:: Selection ::
Some interesting comments.

@Headhunter. The comment that everybody wins at sparring because everybody learns while sparring is simply not true. While it is true that doing something over and over will gain you some level of proficiency; you will hit a point where your training has to be more focused to get better. If you continue making mistakes while sparring with no attempt to correct the mistakes, you're not learning anything.

@Danny T. Yes, sparring with the attitude of winning is competing. But, I beleive this attitude has to be developed. If you never compete in training how do you compete in tournaments? How do you know when to turn it on?

@JowGaWolf . Winning or losing a match doesn't determine if a speciic technique is effective. It will tell you if your strategy was effective. In your post you say a jab is an effective tool. This is true. What you should ask is when is a jab an effective tool. When is a jab not an effective tool. Against opponent A, the jab may work great. Against opponent B, the jab may not work at all. So, the strategy to use or not use the jab is what's important, not the effectiveness of the jab itself.


----------



## Gerry Seymour (Aug 30, 2016)

Danny T said:


> Sparring is about learning.
> If you are sparring with an attitude of winning then you are competing not sparring.


Agreed. There are two ways I'd consider using the terminology for clarity:

1) As Danny says, sparring is the learning segment, and competition is the practicum. In this case, during some classes you may spar, and in other classes you may compete.l
2) An alternate usage is that sparring is the competitive practicum, and we can also "practice for sparring", which is the learning segment. Thus, in some classes you may spar, and in other classes you may practice for sparring.

I'm okay with either usage, and have been guilty of using both interchangeably (my students just LOVE that level of clarity).


----------



## Gerry Seymour (Aug 30, 2016)

marques said:


> I don't compete, so I should be stucked in the exploration phase. And my sparring is pointless.
> I understand you as a competitor, or as a competitor's coach, but you seem forgetting the non sports side...
> Anyway we agree agree that competitors need more competitive sparring, other people not so much... (never closer to a fight, ideally)


I would argue that there's an element of competition in sparring, even for those of us who don't compete. If you and I are sparring, I'm trying to hit you as well and often as possible, while trying to defeat your attempts to hit me. That's a competition between us, whether we keep score or not - each successful strike is a score for the striker and each stymied attack is a score for the defender.


----------



## JowGaWolf (Aug 30, 2016)

marques said:


> I think I am close to understand. And since we should not knockout people for nothing, I agree with you. But striking is much more than KO. After me , power is the last thing to be trained. And maximum power is to be trained in a bag or something alike.
> I was teached how to make pain with little speed and little muscles contraction. I derivate that with speed and muscle would be worst on the receiver side...
> Grappling have not that kind of training limitations. Have other?


We train with the mindset that a hard block that makes a person less likely to throw another pun


Thousand Kicks said:


> Some interesting comments.
> 
> @Headhunter. The comment that everybody wins at sparring because everybody learns while sparring is simply not true. While it is true that doing something over and over will gain you some level of proficiency; you will hit a point where your training has to be more focused to get better. If you continue making mistakes while sparring with no attempt to correct the mistakes, you're not learning anything.
:::
*Written tasks*.
A – In the sparring thread, why does Gerry Seymour say sparring involves some competition even for people who don't compete? Answer in one to three sentences.
B – Go on with the sparring thread, starting right after its last line.
:: Provided information ::
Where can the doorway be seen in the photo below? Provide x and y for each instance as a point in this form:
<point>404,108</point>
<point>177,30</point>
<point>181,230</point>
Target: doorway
:::
*Answers for this exercise*.
A – When two people spar, each tries to hit the other as well and as often as possible while blocking the other's attempts. That makes it a competition whether or not anyone keeps score, because each successful strike counts for the striker and each stymied attack counts for the defender.

B –
> 
> ...


I agree and is the reason why I don't view winning as a sign of how effective or how dependable a technique is. If both fighters use a jab yet one still loses, then how can the win be proof of how dependable the jab is when there is also a fighter who lost using the jab. 
You are correct.
As you state winning and losing is about strategy. Winning can also be defined. What makes a win a win? The person who gets hit the least? The person who strikes fist? The person who throws more punches? The person who gets knocked out?

Winning also implies upon an agreed upon goal in which both fighters try to reach
 through the use of strategy.


----------



## Gerry Seymour (Aug 30, 2016)

JowGaWolf said:


> What makes a win a win? The person who gets hit the least? The person who strikes fist? The person who throws more punches? The person who gets knocked out?



I know what you meant, but all I could think was, "Since when is the winner the one who got knocked out?"


----------



## marques (Aug 30, 2016)

gpseymour said:


> I would argue that there's an element of competition in sparring, even for those of us who don't compete. If you and I are sparring, I'm trying to hit you as well and often as possible, while trying to defeat your attempts to hit me. That's a competition between us, whether we keep score or not - each successful strike is a score for the striker and each stymied attack is a score for the defender.


We agree there is always some competition. If not, it is a dance.  And somtimes competition should be the main purpose.

But if we spar I will not try to win you. I will defend and observe you at first. I will let you 'win' by passivity to know your skills and where you want to go... 

After a first assessment I will set my targets according to it. Much better person than me and I will be happy if I can defend myself. Very week person (in relation to me) I will try spinning kicks, footwork with hands on my back... And spend a lot of time showing my weaknesses, in order to have the challenge even against people with little training or skill.

I may have no chance against you. But I will think about that all the time and comeback with an hypothesis. Even if it fails, I am learning with the process. Wining in sparring is learning. Thinking about sparring may also be learning...


----------



## JowGaWolf (Aug 30, 2016)

gpseymour said:


> I know what you meant, but all I could think was, "Since when is the winner the one who got knocked out?"


Totally agree. I wonder if Kung Fu Wang is like the other instructor at my school who is always telling me to blast him in his face instead of pulling the punch when I see that a my strike is going through uncontested. I wonder if Kung Fu Wang would give me the same opportunity to hit him full strength if we were to spar or if he's like me and prefers that his sparring partner doesn't connect with full force when he's been caught wide open.


----------



## Danny T (Aug 30, 2016)

We have sparring sessions and fighting session.
Sparring sessions are about learning, using new or different actions/techniques/timing/combinations etc.
Fight sessions are competitive intermediate power 1/3 - 2/3 speed or power sessions and are about winning.


----------



## JowGaWolf (Aug 30, 2016)

Danny T said:


> We have sparring sessions and fighting session.
> Sparring sessions are about learning, using new or different actions/techniques/timing/combinations etc.
> Fight sessions are competitive intermediate power 1/3 - 2/3 speed or power sessions and are about winning.


What do you use to determine the winner? Is it on a point scale?


----------



## Danny T (Aug 30, 2016)

JowGaWolf said:


> What do you use to determine the winner? Is it on a point scale?


Now that would depend upon what type of competition you are training for.
We don't keep score we simple fight.


----------



## JowGaWolf (Aug 30, 2016)

Danny T said:


> Now that would depend upon what type of competition you are training for.
> We don't keep score we simple fight.


Sounds similar to fighters determine who won by how they felt coming out of the fight.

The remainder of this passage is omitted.